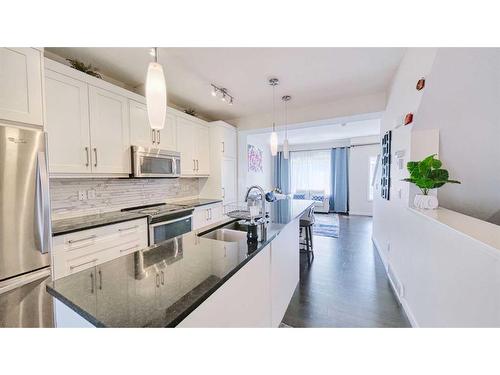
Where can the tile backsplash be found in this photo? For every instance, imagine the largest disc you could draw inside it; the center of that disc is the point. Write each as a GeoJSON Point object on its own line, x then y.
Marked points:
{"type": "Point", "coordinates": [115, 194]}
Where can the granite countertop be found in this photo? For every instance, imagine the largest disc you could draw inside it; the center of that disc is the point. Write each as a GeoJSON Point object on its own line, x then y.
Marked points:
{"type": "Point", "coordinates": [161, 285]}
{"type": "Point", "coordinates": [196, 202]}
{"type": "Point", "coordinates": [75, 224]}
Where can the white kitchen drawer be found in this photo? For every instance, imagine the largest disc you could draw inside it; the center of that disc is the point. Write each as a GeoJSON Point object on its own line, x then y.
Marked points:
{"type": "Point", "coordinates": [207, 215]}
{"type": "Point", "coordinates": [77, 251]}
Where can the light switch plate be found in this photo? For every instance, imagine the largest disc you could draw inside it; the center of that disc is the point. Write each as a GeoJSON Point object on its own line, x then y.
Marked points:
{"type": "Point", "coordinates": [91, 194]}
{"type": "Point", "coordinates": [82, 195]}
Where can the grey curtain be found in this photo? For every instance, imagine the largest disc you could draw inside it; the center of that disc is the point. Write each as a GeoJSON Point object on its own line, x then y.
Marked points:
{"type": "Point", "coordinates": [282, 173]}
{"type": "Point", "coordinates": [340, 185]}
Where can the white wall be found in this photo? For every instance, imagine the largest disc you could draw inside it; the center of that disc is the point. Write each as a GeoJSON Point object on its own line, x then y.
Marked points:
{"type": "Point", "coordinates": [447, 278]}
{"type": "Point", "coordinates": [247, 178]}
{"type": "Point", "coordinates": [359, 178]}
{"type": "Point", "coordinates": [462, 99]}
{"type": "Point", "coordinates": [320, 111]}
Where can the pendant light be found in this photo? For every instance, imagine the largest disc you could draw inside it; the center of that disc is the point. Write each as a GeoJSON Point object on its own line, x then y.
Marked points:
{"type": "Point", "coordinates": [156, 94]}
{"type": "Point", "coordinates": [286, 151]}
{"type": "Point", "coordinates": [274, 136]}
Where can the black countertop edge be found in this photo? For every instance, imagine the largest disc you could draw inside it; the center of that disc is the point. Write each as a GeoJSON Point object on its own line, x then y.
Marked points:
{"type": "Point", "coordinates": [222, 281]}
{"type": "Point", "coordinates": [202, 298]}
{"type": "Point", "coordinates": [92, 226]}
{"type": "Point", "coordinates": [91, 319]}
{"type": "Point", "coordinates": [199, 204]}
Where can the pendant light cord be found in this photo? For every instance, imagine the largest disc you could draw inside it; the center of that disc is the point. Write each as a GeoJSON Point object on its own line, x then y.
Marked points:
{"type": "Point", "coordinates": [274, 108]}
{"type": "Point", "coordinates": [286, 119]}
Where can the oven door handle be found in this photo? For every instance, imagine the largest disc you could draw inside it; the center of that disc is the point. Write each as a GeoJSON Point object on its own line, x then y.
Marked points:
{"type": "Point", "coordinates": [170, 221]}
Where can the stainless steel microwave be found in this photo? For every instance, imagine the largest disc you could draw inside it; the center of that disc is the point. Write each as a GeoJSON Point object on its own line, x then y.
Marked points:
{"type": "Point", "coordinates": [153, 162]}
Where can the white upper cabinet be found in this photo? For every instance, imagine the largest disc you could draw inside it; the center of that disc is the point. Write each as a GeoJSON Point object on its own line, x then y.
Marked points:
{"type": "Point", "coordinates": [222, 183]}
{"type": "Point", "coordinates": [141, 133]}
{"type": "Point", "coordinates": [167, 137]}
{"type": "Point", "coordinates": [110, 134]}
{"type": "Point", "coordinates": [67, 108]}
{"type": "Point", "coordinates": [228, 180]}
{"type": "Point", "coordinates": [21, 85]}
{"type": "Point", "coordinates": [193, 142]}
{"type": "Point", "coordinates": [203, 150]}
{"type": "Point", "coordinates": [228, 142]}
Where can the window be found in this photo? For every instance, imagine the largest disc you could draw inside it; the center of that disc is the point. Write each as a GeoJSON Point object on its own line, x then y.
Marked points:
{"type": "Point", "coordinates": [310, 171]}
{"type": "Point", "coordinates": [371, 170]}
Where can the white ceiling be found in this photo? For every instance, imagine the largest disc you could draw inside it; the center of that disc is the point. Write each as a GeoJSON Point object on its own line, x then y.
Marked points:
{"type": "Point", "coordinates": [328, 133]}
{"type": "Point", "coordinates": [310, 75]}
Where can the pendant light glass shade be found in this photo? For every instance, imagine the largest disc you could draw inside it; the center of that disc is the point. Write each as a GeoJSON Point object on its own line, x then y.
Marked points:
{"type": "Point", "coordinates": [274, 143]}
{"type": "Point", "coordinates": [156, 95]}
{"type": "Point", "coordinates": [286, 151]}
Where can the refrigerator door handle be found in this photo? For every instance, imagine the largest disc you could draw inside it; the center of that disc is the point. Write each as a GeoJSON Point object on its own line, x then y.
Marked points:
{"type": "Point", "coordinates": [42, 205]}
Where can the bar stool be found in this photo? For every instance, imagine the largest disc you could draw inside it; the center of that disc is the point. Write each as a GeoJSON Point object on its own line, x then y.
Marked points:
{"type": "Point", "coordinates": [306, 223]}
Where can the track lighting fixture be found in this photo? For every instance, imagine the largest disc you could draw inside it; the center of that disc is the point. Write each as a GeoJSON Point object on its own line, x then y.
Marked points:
══════════════════════════════
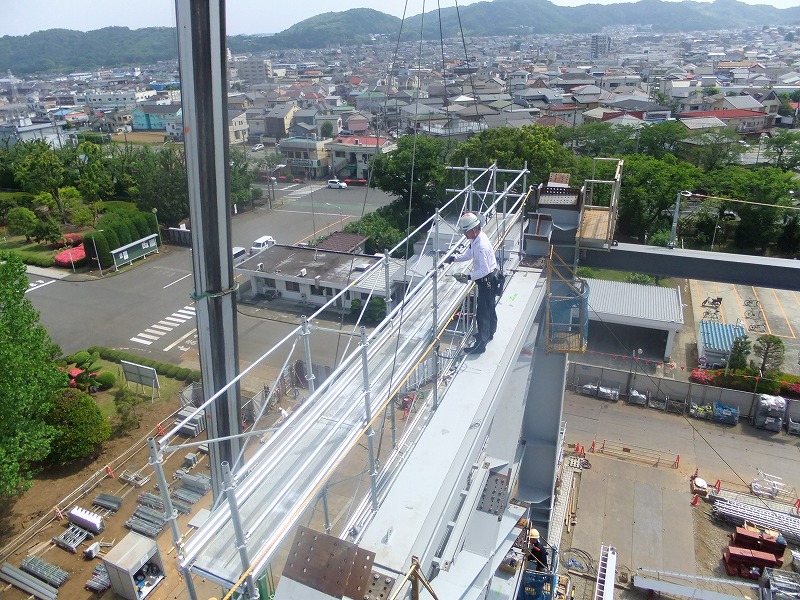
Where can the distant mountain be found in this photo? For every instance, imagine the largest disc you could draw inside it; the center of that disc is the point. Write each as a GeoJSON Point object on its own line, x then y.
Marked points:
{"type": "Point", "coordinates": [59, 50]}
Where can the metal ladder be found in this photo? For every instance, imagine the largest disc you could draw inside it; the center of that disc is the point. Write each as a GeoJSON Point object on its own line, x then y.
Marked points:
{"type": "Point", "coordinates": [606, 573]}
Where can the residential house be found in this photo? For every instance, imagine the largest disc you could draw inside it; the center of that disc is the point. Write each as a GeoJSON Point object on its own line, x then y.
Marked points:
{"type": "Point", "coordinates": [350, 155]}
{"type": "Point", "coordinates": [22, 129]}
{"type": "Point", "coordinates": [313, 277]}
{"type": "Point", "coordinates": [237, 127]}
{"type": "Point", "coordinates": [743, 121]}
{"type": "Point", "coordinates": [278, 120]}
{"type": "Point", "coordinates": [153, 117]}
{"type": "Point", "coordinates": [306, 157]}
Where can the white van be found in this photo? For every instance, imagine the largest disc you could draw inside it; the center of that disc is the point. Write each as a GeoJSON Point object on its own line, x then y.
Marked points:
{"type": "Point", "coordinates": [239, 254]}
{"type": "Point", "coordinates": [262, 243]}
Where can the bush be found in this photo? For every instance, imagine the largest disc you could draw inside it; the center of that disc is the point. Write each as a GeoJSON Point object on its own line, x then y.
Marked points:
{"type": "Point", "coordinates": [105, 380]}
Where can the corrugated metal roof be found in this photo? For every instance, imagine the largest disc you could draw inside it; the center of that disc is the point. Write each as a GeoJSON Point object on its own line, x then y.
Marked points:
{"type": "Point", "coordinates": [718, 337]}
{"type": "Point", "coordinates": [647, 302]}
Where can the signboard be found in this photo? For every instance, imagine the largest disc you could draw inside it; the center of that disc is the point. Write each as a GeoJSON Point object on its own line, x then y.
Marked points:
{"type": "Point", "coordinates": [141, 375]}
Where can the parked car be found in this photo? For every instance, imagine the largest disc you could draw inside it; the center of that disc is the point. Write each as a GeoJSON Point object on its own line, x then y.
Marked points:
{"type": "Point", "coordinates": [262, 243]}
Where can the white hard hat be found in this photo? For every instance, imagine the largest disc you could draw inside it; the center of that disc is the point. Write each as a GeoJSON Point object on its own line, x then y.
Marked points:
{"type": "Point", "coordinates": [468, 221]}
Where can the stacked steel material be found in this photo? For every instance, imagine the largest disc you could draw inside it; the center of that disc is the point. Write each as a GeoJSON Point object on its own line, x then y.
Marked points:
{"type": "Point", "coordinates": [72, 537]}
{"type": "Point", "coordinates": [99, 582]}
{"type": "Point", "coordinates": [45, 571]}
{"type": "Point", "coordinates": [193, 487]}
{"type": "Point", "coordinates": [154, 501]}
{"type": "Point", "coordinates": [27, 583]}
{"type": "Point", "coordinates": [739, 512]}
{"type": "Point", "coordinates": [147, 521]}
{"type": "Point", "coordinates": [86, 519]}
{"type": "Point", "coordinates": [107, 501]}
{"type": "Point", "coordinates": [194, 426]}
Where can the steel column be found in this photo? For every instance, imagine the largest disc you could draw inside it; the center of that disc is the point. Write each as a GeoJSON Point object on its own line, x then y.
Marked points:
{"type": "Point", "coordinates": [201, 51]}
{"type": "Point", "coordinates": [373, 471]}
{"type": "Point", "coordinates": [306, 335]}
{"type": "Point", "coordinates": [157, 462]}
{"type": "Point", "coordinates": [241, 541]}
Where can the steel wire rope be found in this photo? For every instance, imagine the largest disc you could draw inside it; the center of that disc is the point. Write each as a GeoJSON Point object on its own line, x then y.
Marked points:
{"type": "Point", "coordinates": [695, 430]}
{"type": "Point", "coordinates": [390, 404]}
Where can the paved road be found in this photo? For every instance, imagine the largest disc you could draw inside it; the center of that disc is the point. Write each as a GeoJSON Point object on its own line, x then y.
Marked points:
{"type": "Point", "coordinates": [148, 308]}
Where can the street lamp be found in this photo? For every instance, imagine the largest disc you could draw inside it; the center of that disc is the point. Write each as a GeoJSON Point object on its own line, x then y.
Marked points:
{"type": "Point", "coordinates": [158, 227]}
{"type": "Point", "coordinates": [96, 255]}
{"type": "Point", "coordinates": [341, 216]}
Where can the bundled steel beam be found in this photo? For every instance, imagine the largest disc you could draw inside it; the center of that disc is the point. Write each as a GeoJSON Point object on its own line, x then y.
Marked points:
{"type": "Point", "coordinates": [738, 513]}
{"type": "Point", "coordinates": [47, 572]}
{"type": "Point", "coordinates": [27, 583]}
══════════════════════════════
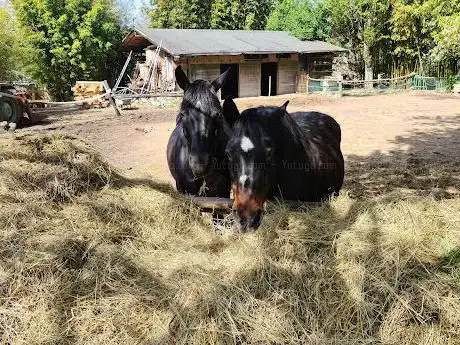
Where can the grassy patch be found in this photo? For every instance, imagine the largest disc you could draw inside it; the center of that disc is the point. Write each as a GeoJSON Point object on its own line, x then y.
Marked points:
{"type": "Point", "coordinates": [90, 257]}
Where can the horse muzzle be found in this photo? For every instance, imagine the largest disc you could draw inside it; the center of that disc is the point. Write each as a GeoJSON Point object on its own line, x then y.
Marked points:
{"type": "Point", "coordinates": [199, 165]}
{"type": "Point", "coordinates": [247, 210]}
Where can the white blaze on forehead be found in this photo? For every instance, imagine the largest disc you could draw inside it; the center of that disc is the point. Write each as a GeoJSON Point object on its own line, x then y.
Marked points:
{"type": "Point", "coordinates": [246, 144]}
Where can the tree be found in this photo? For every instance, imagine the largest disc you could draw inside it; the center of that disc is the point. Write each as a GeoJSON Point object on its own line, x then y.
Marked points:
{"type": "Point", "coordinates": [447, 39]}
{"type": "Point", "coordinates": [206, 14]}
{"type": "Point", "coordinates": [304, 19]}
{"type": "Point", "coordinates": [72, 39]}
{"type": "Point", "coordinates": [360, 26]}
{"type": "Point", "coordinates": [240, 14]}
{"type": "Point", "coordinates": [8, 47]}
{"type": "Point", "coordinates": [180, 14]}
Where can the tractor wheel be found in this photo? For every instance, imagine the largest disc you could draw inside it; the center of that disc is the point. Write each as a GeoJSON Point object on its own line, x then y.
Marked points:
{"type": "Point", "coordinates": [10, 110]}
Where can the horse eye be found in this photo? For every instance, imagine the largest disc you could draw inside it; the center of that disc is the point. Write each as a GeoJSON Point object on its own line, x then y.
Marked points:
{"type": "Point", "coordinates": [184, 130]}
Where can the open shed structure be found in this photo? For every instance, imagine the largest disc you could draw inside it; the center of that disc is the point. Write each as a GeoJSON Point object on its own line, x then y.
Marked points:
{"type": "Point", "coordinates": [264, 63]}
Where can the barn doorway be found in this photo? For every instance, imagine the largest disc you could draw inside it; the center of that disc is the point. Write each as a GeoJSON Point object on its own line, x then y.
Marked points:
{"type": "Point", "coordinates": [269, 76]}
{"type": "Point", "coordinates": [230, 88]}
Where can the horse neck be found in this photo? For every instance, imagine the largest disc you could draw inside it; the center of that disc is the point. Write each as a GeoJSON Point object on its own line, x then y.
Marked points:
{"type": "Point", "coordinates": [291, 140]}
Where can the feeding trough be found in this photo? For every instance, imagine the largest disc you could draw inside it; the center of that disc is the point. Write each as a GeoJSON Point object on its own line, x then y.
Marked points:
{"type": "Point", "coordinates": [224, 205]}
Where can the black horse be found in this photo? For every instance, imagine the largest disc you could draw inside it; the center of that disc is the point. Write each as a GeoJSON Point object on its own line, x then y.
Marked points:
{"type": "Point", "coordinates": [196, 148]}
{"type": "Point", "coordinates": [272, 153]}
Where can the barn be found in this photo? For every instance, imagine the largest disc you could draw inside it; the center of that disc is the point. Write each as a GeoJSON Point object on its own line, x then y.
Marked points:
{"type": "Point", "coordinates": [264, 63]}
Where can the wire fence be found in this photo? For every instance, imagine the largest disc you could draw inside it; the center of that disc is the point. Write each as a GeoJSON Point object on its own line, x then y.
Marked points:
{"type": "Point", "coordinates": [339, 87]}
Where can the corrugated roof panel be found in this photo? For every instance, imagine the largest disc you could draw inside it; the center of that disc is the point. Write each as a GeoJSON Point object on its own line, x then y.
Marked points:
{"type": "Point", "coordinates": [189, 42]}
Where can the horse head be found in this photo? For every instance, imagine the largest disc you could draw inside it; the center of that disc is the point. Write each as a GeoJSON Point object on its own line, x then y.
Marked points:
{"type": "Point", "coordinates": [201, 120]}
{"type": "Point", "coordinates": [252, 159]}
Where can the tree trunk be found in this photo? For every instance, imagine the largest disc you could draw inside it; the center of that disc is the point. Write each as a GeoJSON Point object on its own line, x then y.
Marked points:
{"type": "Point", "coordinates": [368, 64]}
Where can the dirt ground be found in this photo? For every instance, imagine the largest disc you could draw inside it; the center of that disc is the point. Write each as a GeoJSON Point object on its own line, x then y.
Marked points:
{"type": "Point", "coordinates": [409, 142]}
══════════════════════════════
• _DIRECTIONS_
Pull out every line above that contains the string "barn" and copy each one in full. Only matches with the same case count.

• _REPLY_
Where can the barn doorway be found in this photo? For every instance, imagine the largest disc you could draw inside it; the center of that disc is the point. Write each as a GeoJSON Point object on its own line, x then y.
Where can the barn be found in this photo? For every instance, imagine the largest disc you could draw inside it; the center of that disc is the point. Write each as a GeoJSON Point object on its own line, x then y.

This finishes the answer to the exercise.